__Work to do__
Rewrite all of the records below as a numbered list with no blank lines, and leave the pictures out.

== Input material ==

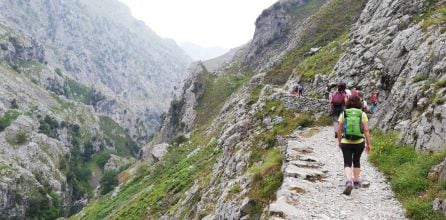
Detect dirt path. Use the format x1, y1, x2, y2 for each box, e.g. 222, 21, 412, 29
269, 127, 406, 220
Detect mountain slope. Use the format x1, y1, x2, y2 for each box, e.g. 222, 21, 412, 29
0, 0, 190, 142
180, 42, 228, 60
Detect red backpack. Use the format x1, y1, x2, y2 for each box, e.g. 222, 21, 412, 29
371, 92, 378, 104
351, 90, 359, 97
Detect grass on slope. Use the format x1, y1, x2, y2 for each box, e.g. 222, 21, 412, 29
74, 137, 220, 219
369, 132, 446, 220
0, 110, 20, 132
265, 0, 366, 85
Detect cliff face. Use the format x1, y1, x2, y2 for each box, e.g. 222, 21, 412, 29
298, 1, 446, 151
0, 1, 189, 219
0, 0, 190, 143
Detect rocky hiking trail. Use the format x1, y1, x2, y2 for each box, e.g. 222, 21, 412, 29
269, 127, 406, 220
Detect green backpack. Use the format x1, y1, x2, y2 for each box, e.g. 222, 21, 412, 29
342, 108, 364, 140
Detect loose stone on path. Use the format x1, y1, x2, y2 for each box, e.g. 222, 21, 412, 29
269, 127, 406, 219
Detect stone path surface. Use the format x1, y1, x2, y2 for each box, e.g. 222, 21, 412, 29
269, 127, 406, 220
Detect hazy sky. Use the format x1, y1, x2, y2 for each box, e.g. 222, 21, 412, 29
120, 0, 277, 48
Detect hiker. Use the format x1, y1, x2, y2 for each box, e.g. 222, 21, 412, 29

===

__Solution to this task__
1. Detect dirt path. Use the format x1, y1, x2, y2 for each box, e.g. 222, 21, 412, 29
2. 269, 127, 406, 220
3. Detect mountain slope. Use the format x1, y1, x2, y2 for each box, e.g. 222, 21, 412, 29
4. 0, 0, 190, 142
5. 180, 42, 228, 60
6. Detect red backpack. Use the format x1, y1, x2, y2 for each box, e.g. 222, 21, 412, 29
7. 371, 92, 378, 104
8. 351, 90, 359, 97
9. Detect grass on slope. Use the format x1, y1, x2, y2 for each box, e.g. 222, 21, 412, 29
10. 74, 137, 220, 219
11. 369, 132, 446, 220
12. 0, 110, 20, 132
13. 265, 0, 366, 85
14. Detect cliff face. Use the format x1, y1, x2, y2 for each box, e.g. 222, 21, 412, 29
15. 298, 1, 446, 151
16. 0, 1, 189, 219
17. 0, 0, 190, 143
18. Detect rocky hiking trail. Use the format x1, y1, x2, y2 for each box, e.g. 222, 21, 412, 29
19. 269, 127, 406, 220
20. Detect green backpack. Use the format x1, y1, x2, y2 for each box, e.g. 222, 21, 412, 29
21. 342, 108, 364, 140
22. Detect loose stone on path. Use the format x1, y1, x2, y2 for each box, e.g. 222, 21, 412, 29
23. 269, 127, 406, 219
24. Detect stone path surface. Use the format x1, y1, x2, y2 for each box, e.g. 222, 21, 412, 29
25. 269, 127, 406, 220
26. Detect hazy sky. Use the format x1, y1, x2, y2 for each box, e.g. 222, 21, 412, 29
27. 120, 0, 277, 48
28. Detect hiker. Use the format x1, y1, x2, y2 for each box, e.g. 222, 21, 412, 29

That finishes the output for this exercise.